> _Source extract_
Author's Note: The two characters in this dialogue, A & B, are fictional -- but all the details they communicate are true.
A: Remember Cathy Salit?
B: The girl who went to school with us and dropped out in 7th grade?
B: Then started her own school -- with some friends and their families?
B: And they couldn't afford to buy a sign -- so they named the school after the old dry cleaning store they rented because that sign was already there. The Elizabeth Cleaners Street School. That Cathy Salit?
A: Yes. Good memory after 45 years.
B: Wasn't it Cathy's mother who convinced her to drop out and start that school?
B: I always wondered how a mother could throw away her daughter's future like that.
A: Actually, her mother threw it to her -- and Cathy caught it.
B: What do you mean?
A: Cathy Salit is now an author.
B: You're kidding.

> _Written task a_
Quote the entries from their start up to and including the line with "[282,345,367,482]", leaving out the pictures.
The dialogue and the entries have nothing to do with each other.

> _Stored data_
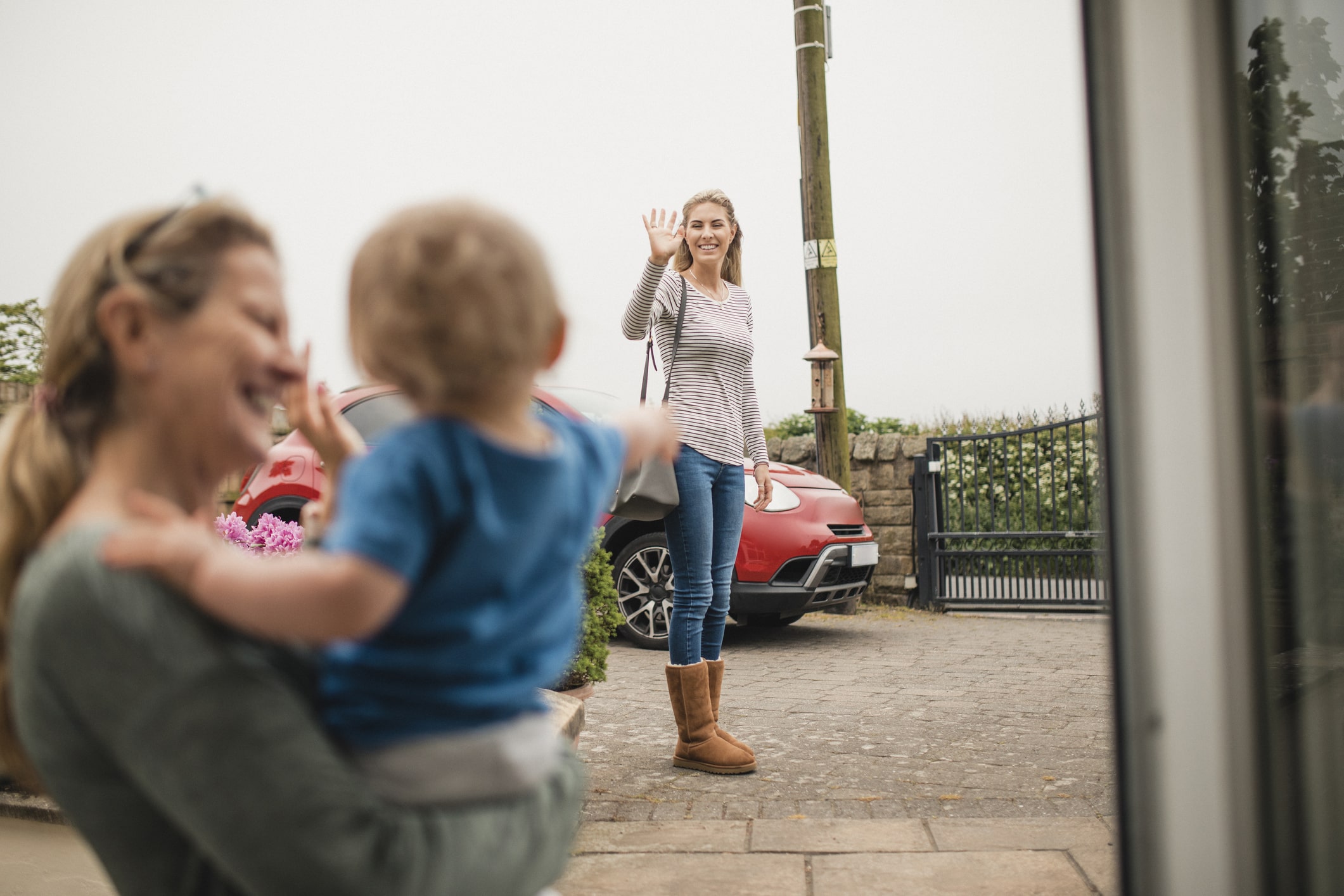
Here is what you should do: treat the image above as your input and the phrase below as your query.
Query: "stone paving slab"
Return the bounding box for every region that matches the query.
[580,607,1115,821]
[806,852,1092,896]
[929,818,1114,852]
[574,821,752,853]
[1068,847,1120,896]
[555,853,801,896]
[752,818,933,853]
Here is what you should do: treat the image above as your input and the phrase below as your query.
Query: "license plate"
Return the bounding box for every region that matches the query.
[849,541,878,567]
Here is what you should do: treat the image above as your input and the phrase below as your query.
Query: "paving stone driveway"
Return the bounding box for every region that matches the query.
[579,607,1115,821]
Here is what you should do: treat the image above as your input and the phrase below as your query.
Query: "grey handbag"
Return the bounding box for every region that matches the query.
[611,277,686,522]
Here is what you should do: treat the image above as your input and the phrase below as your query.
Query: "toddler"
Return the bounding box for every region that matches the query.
[105,203,677,803]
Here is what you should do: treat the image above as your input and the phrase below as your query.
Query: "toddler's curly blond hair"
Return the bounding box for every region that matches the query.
[349,202,562,414]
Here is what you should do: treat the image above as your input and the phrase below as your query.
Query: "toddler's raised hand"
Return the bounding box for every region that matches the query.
[101,492,220,594]
[615,407,681,470]
[282,345,367,482]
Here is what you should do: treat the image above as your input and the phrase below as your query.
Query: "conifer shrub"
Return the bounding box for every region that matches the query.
[556,527,622,691]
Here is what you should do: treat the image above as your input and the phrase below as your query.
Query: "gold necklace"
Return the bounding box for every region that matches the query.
[686,267,730,305]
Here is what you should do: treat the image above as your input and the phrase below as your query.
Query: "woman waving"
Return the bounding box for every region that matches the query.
[621,189,771,774]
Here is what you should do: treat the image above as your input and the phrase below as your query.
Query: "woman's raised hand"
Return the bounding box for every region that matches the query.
[644,208,686,265]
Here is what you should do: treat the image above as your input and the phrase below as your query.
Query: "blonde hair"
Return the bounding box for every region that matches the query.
[0,199,274,791]
[672,189,742,286]
[349,202,560,414]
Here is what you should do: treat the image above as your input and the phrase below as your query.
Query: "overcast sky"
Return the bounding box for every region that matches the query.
[0,0,1098,419]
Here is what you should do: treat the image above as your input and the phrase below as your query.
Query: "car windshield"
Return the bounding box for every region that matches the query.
[342,392,415,445]
[542,385,626,422]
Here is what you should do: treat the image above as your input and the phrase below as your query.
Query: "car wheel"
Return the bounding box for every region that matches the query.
[745,613,802,629]
[247,496,308,525]
[611,532,672,650]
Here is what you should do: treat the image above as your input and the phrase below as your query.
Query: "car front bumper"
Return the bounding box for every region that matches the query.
[729,542,878,617]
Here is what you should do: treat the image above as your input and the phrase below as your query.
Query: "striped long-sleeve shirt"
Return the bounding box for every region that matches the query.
[621,260,769,463]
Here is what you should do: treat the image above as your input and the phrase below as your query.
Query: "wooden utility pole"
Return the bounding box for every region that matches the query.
[793,0,849,490]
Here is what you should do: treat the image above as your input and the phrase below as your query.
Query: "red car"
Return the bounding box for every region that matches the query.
[234,385,878,649]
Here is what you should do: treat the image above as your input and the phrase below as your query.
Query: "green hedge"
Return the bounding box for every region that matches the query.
[556,528,622,691]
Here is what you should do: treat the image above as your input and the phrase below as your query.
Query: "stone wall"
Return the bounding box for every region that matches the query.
[0,381,34,415]
[769,433,925,606]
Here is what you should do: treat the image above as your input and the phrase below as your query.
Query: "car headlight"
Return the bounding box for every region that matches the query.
[742,473,802,513]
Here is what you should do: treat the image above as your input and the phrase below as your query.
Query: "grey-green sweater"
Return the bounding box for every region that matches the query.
[10,527,584,896]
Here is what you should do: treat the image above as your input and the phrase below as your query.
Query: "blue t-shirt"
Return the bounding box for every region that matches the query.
[320,415,625,750]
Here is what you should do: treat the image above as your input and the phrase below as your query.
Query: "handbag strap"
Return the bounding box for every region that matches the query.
[640,277,686,407]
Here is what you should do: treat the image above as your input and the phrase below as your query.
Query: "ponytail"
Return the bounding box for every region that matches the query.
[0,403,84,793]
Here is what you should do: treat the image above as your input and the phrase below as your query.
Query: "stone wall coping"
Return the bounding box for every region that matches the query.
[766,433,935,463]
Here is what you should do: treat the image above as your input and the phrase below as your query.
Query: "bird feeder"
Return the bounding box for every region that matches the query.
[802,343,840,414]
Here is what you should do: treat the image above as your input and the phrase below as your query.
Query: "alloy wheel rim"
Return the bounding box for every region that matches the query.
[615,546,672,639]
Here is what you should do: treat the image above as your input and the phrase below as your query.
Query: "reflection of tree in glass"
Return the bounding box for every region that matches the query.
[0,298,47,384]
[1239,19,1344,333]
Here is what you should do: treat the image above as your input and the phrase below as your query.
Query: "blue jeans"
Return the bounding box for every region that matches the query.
[663,445,746,666]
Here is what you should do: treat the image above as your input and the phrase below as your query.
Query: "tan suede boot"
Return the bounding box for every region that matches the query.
[704,660,755,757]
[667,660,755,775]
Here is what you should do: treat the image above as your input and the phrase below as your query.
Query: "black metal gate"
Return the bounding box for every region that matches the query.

> _Written task b_
Extend the dialogue about Cathy Salit past its last line.

> _Exercise response a_
Here is what you should do: treat the image above as your input and the phrase below as your query.
Query: "stone paving slab"
Return the bounding box for every region that matches the query.
[580,607,1115,821]
[806,852,1092,896]
[929,818,1114,852]
[574,821,752,853]
[1068,847,1120,896]
[555,853,801,896]
[752,818,933,853]
Here is what you should do: treat the image above as your input and the phrase below as your query.
Query: "license plate"
Return the bounding box for every region that matches the query.
[849,541,878,567]
Here is what you should do: treat the image above as your input and the phrase below as your query.
Query: "paving stone driveway"
Return the bounding box for every region that matches the query.
[579,607,1115,821]
Here is what you should do: treat the image above as your input and the phrase below as your query.
Query: "grey handbag"
Return the bounding box for every region that matches the query.
[611,277,686,522]
Here is what you should do: treat the image above as your input and the phrase below as your query.
Query: "toddler"
Return the bounding box for every region that matches the query.
[105,203,677,803]
Here is what you should do: treat the image above as your input and the phrase below as your query.
Query: "toddler's curly blond hair"
Return the bounding box for every region that matches the query.
[349,202,562,414]
Here is what you should do: treat the image above as your input and the phrase below as your query.
Query: "toddler's raised hand"
Return the bounding box for every region that matches the query.
[101,492,220,594]
[615,407,681,470]
[282,345,367,482]

> _Exercise response b_
A: No. I wrote down the name of her new book: Performance Breakthrough: A Radical Approach to Success at Work.
B: How did you get the news?
A: I heard her on a show called Wavemaker Conversations: A Podcast for the Insanely Curious. She was fascinating!
B: I still can't figure out how to find a podcast.
A: That's another story.
B: So what can a high school dropout teach the rest of us about success?
A: Actually - she's a junior high dropout.
B: OK - what can a junior high dropout teach us about how to succeed?
A: Well, after the whole school episode -- Cathy got into theater - improv, acting, singing. Oh, and psychology - something called performative psychology.
B: Go on.
A: She started her own company -- with some of her theater and psychology buddies. They took what they knew about how to put on a play -- and brought their approach to businesses outside the theater world.
B: What kind of company would hire our junior high dropout?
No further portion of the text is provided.